## Requirement
Extend the passage on Lang's boxing career past its final sentence, keeping to its style.

## Passage provided

Content starts

On 3 October 1907 — six bouts later (all of which Lang won) — he defeated Peter Felix at the Broken Hill Hippodrome to claim the vacant Australian heavyweight title when Felix, whose leg was badly injured, was unable to rise from the ring before the count of ten.

Lang also fought a title re-match against Felix in Melbourne on 17 February 1908. The boxers, despite Lang's protests, were forced to wear six-ounce gloves, rather than the customary four. Lang won; with a seventh-round TKO (Felix's corner threw in the towel before the eighth round started).

===1908===
After defending his title five successive times, Lang earned a title bout with reigning world champion Tommy Burns at a specially built stadium on City Road South Melbourne on 3 September 1908. He knocked Burns to the floor with a left hook in the second round, however Burns got up before the end of the count. The Canadian went on to win with a KO in the sixth round.

===1909===
On 27 December 1909, Lang (aged 26) had a notable knockout win over Bob Fitzsimmons — aged 51, and a former world middleweight champion (1891), a former world light heavyweight champion (1903), and a former world heavyweight champion (1897) — at Sydney Stadium.

===1910–1911 (overseas)===
Lang went overseas in 1910 and fought Al Kaufman in the US, on 5 September 1910, at the Baker Bowl in Philadelphia. Moving to the United Kingdom, he fought three times at the Olympia, West Kensington, London:
- 26 December 1910: against US boxer "Salinas" Jack Burns, which Lang won on a TKO.
- 18 January 1911: against Petty Officer Matthew "Nutty" Curran for the vacant British Empire Heavyweight title. Lang lost the title bout due to an (alleged) foul, due to a mistaken judgement that he had punched his opponent after his opponent's knee had hit the canvas. Lang won both of their (1913) return bouts on points.

Content ends

(Pointing data for referring expressions)
Content starts

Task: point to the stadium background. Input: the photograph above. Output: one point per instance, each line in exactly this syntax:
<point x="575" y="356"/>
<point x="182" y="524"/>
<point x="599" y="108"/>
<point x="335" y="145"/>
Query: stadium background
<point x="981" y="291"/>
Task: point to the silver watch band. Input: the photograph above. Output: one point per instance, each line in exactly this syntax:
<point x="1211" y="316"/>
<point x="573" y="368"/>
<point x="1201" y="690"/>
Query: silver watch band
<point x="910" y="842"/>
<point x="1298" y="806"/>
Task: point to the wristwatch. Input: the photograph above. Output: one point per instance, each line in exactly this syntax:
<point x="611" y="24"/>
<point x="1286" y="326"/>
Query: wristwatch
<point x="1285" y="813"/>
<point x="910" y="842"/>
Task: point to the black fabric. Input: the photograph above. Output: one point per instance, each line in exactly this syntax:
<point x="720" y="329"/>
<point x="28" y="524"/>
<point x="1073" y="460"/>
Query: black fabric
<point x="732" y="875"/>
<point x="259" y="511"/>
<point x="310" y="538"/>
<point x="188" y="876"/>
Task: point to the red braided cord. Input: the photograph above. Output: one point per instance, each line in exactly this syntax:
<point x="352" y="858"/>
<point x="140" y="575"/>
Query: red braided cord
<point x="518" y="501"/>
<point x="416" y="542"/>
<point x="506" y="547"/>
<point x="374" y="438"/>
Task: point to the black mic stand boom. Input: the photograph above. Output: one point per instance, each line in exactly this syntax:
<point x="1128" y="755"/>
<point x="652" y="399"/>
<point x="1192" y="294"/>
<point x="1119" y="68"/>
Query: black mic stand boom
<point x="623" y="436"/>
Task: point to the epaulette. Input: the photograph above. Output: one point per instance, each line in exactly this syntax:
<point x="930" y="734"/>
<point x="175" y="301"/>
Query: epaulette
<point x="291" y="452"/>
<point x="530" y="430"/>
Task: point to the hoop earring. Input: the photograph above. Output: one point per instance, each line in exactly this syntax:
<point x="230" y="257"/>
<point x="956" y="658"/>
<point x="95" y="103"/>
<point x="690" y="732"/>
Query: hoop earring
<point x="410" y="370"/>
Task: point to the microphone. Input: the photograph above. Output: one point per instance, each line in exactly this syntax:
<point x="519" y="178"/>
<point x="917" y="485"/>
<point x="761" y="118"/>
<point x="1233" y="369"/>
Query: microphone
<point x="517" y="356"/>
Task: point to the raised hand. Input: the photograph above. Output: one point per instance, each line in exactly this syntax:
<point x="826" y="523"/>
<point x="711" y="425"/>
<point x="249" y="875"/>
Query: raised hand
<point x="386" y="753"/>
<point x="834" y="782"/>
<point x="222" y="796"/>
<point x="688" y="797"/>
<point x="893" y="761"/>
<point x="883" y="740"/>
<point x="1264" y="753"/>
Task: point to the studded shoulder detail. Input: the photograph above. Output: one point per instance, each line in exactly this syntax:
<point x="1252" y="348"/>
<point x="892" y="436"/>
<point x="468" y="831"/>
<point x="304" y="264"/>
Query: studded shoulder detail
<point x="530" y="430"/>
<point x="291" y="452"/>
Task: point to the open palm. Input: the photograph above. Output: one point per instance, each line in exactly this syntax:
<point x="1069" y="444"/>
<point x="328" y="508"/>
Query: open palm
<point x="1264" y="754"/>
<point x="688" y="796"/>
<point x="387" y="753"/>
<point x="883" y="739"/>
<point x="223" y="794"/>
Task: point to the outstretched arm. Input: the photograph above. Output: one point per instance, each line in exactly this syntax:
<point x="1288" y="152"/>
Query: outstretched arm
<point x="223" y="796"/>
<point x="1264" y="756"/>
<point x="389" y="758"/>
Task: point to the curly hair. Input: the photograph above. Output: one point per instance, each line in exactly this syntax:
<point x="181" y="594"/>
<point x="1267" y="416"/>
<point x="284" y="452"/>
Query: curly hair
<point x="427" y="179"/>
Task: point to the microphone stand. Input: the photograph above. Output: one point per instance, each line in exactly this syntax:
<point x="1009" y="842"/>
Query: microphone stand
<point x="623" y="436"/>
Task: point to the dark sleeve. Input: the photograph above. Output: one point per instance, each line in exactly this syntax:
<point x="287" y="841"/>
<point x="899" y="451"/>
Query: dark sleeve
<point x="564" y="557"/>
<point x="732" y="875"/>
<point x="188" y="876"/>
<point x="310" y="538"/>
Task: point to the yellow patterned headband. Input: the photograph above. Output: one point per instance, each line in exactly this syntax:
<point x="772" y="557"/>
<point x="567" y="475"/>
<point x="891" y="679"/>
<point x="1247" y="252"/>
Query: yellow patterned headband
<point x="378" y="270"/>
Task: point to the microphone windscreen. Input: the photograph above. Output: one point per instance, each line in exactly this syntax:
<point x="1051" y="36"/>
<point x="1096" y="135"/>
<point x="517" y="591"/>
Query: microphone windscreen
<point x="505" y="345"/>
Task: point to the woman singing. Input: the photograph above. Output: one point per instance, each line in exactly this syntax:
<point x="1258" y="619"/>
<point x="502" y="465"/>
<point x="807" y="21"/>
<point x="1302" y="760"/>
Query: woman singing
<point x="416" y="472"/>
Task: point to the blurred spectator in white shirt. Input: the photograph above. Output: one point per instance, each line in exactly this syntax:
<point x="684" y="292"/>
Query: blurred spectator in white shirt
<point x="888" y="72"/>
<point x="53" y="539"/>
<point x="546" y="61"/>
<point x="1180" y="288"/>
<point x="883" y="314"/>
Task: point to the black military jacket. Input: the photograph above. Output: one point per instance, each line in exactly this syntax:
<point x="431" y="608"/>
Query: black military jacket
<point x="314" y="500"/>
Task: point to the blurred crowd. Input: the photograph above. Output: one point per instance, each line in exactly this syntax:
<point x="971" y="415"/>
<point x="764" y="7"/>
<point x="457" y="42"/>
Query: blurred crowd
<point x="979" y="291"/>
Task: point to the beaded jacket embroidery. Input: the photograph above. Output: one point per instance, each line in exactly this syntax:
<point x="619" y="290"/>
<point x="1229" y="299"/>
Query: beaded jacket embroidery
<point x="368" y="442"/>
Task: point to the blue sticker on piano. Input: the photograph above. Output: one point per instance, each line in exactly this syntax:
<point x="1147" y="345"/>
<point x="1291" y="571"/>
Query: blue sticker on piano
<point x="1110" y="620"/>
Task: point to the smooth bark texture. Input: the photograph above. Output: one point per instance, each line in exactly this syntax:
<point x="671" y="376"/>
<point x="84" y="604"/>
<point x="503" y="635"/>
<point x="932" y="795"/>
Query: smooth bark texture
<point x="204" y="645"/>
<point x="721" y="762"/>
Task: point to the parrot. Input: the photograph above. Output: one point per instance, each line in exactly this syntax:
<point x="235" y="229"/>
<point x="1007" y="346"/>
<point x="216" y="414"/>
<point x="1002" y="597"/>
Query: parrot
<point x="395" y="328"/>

Content ends

## Your response
- 21 February 1911: against the renowned Canadian, Sam Langford — who, weighing in at 165 lbs (77 kg), was considerably lighter that Lang, who weighed in at 196 lbs (89 kg) — which Lang lost after being (controversially) disqualified.

===1911 (Australia)===
On his return to Australia he defended his national title on two occasions, before losing it to Jack Lester, on 9 September 1911, in a points decision.
- 13 May 1911: Against Jack Lester, at the Sydney Stadium. Lester was disqualified.
- 9 August 1911: Against Bill Squires, at the Sydney Stadium. Lang won on a TKO.

===1913–1914===
- 3 May 1913: against P.O. Matthew "Nutty" Curran, at Sydney Stadium. Lang won on points.
- 16 August 1913: against P.O. Matthew "Nutty" Curran, at Sydney Stadium. Lang won on points.

He fought three more times, against well-credentialed, strong opponents, before retiring from the ring:
- 5 November 1913: in Melbourne, against New Zealander Dave Smith for the vacant Australian Heavyweight title. Lang lost on points.
- 4 April 1914: in Sydney, against Canadian Arthur Pelkey, a former White Heavyweight Champion of the World. Lang won the bout when Pelkey's corner threw in the towel before the start of the 20th round.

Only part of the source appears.